■ SELECTED EXTRACT:
Will people in England understand what you mean when you use the word apothecary? Or should you call it a pharmacy?
In England, it's the chemists. As in, I have a headache, I'm going to the chemist(s) (shop) to buy aspirin.
Im also from England, but pharmacy is the most common way of putting it where I live - it is used in the same way as chemist though
Really, It's now Boots the pharmacy? Things change of course, and I haven't lived in the UK for over 30 years.
I speak as a former pharmacist - pharmacy is a far more accurate term. A chemist is an old term that pertains to the wider array of compounding and preparing medicines in an unlicensed way. Far more interesting than modern day - but its roots are based in a time when medicine was unrefined and unregulated.
Boots dropped 'the chemist' in 2007 under a corporate merger to uphold regulations and highlight pharmacy as a distinct profession.
But strangely, some tend to be offended if you call them chemists. It would be like calling a barrister a lawyer, or an architect a surveyor. It's just inaccurate. In that all pharmacists are chemists (as they work in chemistry) but not all chemists are pharmacists.

■ DATA EXTRACT:
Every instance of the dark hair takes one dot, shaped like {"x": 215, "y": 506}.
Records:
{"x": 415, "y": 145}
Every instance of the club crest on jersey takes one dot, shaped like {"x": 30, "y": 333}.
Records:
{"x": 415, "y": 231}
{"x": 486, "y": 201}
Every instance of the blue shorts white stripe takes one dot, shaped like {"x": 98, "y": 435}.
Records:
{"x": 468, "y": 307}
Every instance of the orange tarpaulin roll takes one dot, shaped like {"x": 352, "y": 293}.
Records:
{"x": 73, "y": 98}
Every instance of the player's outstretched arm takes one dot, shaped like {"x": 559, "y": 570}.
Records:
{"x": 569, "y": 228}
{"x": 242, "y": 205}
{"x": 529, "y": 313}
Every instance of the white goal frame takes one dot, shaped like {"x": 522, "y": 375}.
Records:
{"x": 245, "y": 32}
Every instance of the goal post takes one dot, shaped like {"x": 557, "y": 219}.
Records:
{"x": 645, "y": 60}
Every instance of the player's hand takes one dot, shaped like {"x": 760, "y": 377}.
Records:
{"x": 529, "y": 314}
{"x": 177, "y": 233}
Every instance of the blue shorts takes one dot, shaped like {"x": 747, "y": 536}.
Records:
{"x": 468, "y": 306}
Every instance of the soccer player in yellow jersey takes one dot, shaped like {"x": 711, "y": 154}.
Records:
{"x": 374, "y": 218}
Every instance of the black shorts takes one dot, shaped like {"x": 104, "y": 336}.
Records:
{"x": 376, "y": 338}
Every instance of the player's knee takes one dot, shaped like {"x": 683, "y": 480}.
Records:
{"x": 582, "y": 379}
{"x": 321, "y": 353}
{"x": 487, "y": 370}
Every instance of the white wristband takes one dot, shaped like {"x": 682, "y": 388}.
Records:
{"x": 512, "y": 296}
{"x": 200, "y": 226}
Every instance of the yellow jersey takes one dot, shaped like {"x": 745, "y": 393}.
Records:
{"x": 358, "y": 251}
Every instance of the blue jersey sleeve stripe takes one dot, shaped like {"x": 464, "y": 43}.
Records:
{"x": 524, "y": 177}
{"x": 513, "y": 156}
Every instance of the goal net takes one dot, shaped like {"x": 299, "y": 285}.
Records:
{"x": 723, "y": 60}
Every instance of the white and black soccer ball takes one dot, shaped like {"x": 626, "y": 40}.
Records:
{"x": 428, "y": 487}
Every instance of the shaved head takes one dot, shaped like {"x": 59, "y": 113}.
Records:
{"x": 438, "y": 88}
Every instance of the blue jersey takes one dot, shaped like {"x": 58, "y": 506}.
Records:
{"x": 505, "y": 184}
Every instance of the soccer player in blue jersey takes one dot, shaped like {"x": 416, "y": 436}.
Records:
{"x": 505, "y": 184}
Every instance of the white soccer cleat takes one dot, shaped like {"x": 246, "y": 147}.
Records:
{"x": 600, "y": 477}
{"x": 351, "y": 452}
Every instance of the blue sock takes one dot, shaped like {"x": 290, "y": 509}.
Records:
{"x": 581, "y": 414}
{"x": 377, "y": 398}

■ APPLY WHAT YOU READ:
A) Answer from the discussion of chemists and pharmacies:
(i) In what year did Boots drop 'the chemist'?
(ii) For how long has the person who asks about Boots not lived in the UK?
(iii) What does the former pharmacist call a far more accurate term?
B) Reproduce the stretch of the chemists and pharmacies discussion from "I speak as a" through "chemists are pharmacists.".
Work only from the discussion of chemists and pharmacies.

■ SOLVED TASKS:
A)
(i) 2007
(ii) Over 30 years
(iii) Pharmacy

B)
I speak as a former pharmacist - pharmacy is a far more accurate term. A chemist is an old term that pertains to the wider array of compounding and preparing medicines in an unlicensed way. Far more interesting than modern day - but its roots are based in a time when medicine was unrefined and unregulated.
Boots dropped 'the chemist' in 2007 under a corporate merger to uphold regulations and highlight pharmacy as a distinct profession.
But strangely, some tend to be offended if you call them chemists. It would be like calling a barrister a lawyer, or an architect a surveyor. It's just inaccurate. In that all pharmacists are chemists (as they work in chemistry) but not all chemists are pharmacists.